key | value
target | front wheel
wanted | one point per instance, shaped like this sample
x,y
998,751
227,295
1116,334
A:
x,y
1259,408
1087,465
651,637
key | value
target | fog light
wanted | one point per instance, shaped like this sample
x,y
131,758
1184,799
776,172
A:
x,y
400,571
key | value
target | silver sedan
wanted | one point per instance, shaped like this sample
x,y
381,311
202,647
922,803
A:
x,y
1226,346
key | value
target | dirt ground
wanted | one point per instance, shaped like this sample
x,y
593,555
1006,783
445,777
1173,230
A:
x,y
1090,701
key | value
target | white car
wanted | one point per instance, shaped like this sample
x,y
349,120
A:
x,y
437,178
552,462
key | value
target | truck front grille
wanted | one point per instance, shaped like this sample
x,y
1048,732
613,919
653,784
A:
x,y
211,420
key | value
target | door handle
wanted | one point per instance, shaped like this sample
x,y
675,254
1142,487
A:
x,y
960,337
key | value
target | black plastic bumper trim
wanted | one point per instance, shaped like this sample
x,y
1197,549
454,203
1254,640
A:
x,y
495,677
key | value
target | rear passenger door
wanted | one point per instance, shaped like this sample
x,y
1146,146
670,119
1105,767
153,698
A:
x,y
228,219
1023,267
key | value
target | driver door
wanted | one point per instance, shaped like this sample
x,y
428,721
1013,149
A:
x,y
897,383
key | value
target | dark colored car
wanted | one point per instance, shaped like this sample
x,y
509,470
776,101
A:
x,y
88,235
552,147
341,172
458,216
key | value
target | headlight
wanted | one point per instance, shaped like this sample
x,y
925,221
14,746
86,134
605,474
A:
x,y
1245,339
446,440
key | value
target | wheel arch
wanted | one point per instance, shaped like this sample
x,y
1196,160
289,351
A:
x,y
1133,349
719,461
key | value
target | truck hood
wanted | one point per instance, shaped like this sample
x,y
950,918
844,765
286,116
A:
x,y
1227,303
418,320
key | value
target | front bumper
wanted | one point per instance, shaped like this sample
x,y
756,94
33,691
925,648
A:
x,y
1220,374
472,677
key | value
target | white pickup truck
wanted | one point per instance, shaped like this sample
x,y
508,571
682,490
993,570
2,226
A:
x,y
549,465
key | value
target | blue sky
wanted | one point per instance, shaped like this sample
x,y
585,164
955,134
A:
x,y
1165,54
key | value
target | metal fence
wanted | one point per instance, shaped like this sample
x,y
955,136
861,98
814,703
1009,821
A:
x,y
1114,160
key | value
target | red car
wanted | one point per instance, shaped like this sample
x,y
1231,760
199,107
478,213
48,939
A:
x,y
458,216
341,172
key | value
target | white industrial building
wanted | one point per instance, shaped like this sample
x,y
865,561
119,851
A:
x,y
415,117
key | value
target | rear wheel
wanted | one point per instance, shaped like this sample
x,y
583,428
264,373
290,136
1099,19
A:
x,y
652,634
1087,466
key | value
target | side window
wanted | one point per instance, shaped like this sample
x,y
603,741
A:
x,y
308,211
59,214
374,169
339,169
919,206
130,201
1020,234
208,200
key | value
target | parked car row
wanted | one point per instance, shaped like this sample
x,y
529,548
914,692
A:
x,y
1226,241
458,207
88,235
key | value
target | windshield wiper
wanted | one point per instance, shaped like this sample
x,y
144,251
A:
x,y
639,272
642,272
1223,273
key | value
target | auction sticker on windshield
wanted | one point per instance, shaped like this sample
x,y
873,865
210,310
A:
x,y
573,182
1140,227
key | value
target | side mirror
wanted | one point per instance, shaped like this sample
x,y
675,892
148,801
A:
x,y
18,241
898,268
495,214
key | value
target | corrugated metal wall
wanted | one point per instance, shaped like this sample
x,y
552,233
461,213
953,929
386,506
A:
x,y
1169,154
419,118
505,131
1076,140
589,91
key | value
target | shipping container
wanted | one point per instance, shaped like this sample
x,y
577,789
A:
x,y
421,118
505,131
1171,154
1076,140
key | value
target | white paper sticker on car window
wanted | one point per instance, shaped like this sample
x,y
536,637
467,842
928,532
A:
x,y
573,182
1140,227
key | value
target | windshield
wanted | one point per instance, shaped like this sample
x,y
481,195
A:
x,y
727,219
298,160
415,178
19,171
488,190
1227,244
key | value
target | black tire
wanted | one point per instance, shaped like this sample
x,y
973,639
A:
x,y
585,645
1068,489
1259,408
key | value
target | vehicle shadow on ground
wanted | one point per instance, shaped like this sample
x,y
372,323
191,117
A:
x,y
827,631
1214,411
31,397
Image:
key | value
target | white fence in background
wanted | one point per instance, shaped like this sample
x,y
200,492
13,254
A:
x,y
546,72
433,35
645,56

* * *

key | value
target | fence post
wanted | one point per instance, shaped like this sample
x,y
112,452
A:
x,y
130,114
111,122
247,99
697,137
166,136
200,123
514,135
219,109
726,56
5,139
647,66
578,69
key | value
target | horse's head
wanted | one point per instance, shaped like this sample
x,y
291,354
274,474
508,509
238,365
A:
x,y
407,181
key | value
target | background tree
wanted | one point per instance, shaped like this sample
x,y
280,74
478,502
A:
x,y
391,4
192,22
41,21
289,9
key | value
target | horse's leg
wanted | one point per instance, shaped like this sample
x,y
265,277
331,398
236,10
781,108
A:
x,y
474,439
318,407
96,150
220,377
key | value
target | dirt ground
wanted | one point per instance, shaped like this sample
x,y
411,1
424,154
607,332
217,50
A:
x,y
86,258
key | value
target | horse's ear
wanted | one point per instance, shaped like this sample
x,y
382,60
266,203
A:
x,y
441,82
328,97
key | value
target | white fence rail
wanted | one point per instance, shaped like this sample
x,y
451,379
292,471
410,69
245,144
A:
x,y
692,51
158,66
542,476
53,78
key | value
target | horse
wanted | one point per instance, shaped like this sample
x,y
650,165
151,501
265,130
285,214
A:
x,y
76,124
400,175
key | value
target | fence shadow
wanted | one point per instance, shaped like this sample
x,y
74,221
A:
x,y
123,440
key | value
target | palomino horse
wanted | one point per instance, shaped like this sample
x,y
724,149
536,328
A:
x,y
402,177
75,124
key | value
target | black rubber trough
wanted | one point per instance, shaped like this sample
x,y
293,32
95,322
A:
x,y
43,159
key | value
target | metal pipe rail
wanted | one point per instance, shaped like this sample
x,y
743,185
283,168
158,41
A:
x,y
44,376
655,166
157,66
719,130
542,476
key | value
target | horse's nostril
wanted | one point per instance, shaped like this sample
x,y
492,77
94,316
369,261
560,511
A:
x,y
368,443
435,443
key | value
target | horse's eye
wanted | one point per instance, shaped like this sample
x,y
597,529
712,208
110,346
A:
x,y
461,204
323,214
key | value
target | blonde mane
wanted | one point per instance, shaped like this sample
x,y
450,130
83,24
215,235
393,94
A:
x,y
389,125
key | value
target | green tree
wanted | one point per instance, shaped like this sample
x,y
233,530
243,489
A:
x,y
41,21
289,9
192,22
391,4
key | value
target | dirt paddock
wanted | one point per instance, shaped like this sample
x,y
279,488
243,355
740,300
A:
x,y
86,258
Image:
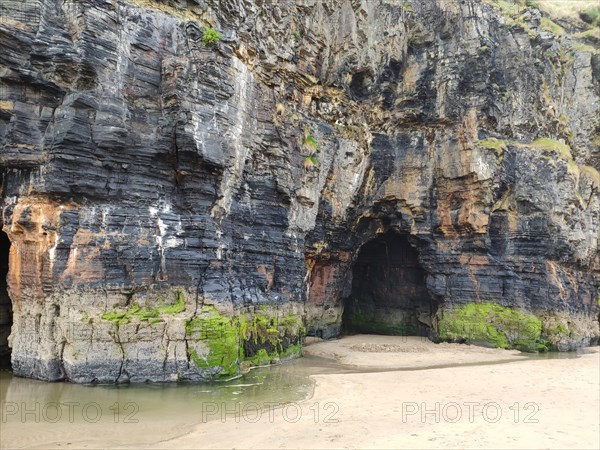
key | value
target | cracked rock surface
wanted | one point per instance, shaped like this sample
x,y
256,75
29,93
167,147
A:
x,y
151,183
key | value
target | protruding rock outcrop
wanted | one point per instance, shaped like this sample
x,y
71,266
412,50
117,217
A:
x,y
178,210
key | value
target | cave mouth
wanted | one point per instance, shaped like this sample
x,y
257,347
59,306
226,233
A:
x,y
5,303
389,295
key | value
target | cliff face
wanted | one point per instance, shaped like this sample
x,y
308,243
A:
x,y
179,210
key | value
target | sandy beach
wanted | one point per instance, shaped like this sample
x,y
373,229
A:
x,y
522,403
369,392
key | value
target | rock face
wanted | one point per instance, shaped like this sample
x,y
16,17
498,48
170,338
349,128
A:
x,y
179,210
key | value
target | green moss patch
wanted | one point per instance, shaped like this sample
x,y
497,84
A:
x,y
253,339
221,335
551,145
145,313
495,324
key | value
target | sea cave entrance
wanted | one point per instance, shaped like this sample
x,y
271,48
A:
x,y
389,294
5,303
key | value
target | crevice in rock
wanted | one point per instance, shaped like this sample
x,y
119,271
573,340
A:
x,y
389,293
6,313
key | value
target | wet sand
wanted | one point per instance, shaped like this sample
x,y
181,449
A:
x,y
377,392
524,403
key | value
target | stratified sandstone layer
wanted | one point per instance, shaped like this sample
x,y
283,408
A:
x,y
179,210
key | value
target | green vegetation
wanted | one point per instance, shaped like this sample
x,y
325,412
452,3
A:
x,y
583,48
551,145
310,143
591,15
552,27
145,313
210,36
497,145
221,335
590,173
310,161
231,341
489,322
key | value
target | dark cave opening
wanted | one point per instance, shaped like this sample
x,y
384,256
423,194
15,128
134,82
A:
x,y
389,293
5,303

- **TASK INSTRUCTIONS**: Count the lines in the items above that contain the string "door". Reply with the number alone.

- **RESULT BELOW**: 3